Ataï, un symbole pour toute la Nouvelle-Calédonie

Cela fait maintenant un an que le grand chef Ataï et son sorcier sont rentrés sur leurs terres du pays Cîrî. Après une première année qui a permis de créer un comité mémoriel Ataï, les représentants de chaque aire coutumière et de chaque institution de la Nouvelle-Calédonie se sont retrouvés pour affirmer solennellement leur volonté de faire de ce projet un symbole de paix et de construction du destin commun.

à force de l’entendre, le terme de destin commun a peut-être un peu perdu de sa force et de son sens. Accommodé à toutes les sauces, il est devenu une marotte à laquelle plus personne ne croit vraiment. Enfin presque. Après avoir longtemps cristallisé les tensions entre l’État et les autorités coutumières, les restes d’Ataï et de son sorcier, Méche, se chargent d’une symbolique nouvelle et pourraient redonner un peu de consistance au projet de destin commun.

Un peu plus d’un an après le retour du grand chef à Sarraméa, les représentants de chaque aire coutumière, de chaque institution, des maires de la région, de l’État ainsi que des délégations d’associations, des communautés wallisienne et futunienne, chinoise ou encore vietnamienne, se sont retrouvés, le samedi 19 septembre, afin de nouer des étoffes de tapa sur un bois sacré pour marquer leur engagement à faire du projet mémoriel autour d’Ataï, un projet « pays ».

Car l’ambition est désormais de faire des reliques du grand chef un symbole de l’unité kanak, tout d’abord, mais aussi de la Nouvelle-Calédonie toute entière. « Ce nom dépasse le cadre trop étroit d’un seul individu et d’une seule année. Désormais, le nom Ataï est à lui seul un symbole », soulignait le haut-commissaire, Vincent Bouvier, après avoir rappelé le parcours du retour des reliques, engagé par un courrier du Sénat coutumier au ministre des Outre-mer le 7 novembre 2003.

« Un symbole de paix »

++++++++++

**Travail à faire:**
(a) D'après l'article sur Ataï, quel jour les représentants se sont-ils réunis pour nouer des étoffes de tapa sur un bois sacré ?
(b) Reproduisez le passage de l'article sur Ataï qui commence à « Car l’ambition est » et se termine à « 7 novembre 2003. ».
(c) Rédigez la suite de l'article sur Ataï à partir de l'endroit où il s'arrête.

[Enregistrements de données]
++++++++++

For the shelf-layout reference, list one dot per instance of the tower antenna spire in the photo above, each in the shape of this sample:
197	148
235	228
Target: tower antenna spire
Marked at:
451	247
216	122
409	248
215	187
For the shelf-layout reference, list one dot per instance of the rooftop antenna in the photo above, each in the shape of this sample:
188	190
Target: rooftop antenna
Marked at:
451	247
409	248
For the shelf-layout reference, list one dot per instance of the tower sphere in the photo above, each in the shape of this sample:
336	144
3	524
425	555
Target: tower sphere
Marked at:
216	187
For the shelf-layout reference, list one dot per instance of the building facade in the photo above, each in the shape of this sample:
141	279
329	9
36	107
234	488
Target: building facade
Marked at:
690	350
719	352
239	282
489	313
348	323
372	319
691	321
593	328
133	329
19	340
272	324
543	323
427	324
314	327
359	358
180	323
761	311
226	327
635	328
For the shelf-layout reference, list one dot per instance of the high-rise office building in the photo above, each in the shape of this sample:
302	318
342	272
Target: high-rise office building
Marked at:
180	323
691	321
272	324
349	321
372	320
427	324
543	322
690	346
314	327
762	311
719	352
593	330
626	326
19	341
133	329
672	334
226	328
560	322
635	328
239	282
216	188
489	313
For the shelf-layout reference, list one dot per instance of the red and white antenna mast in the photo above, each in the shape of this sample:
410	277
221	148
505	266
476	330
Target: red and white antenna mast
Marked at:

++++++++++

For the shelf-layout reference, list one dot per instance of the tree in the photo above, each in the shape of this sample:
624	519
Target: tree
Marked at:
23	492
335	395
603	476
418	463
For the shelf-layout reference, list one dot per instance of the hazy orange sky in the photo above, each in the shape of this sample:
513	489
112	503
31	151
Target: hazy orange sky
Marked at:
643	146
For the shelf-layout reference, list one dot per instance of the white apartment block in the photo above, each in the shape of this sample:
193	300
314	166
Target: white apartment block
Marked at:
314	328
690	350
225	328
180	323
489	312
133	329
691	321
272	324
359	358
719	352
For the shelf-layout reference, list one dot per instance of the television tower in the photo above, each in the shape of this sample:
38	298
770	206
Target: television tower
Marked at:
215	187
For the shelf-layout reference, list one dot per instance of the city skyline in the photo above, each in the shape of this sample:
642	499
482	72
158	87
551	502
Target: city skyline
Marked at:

++++++++++

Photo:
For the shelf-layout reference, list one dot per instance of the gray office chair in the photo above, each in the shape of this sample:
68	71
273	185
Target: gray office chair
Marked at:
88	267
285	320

++++++++++

**Réponses attendues:**
(a) Le samedi 19 septembre.

(b)
Car l’ambition est désormais de faire des reliques du grand chef un symbole de l’unité kanak, tout d’abord, mais aussi de la Nouvelle-Calédonie toute entière. « Ce nom dépasse le cadre trop étroit d’un seul individu et d’une seule année. Désormais, le nom Ataï est à lui seul un symbole », soulignait le haut-commissaire, Vincent Bouvier, après avoir rappelé le parcours du retour des reliques, engagé par un courrier du Sénat coutumier au ministre des Outre-mer le 7 novembre 2003.

(c)
« Il rappelle aussi le symbole de la construction d’une unité d’un peuple et d’un pays et je n’hésite pas à dire qu’il est devenu aussi un symbole de paix. Il est un exemple, un de plus, avec la signature des accords de Matignon, de Nouméa, de la capacité des habitants de cette terre à cheminer ensemble malgré ce qui a pu, par le passé, les opposer. Une preuve supplémentaire de leur capacité à regarder leur histoire en face et à travailler ensemble à la construction d’un avenir apaisé. »

Mais si l’ensemble des officiels ont insisté sur le chemin parcouru, citant au passage quelques extraits du préambule de l’Accord de Nouméa, il reste encore du chemin à parcourir, c’est d’ailleurs une des raisons pour lesquelles le projet mémoriel porté par un comité technique est étalé sur trois années (lire par ailleurs).

La première étape, qui a commencé le week-end des 9 et 10 septembre, consiste à réconcilier le clan Daweri de Sarraméa avec les clans de Canala dont est originaire Ségou, un des supplétifs engagés par l’armée coloniale, qui tua Ataï avant que sa tête ne soit tranchée puis envoyée en métropole. Pour la première, des représentants des grandes chefferies de Gélima, Kake et Nondo de Canala étaient présents officiellement en pays Cîrî. Une présence importante qui ouvre néanmoins un long travail car avant l’année prochaine, les chefferies devront également parvenir à mettre de l’ordre entre les clans de Canala eux-mêmes.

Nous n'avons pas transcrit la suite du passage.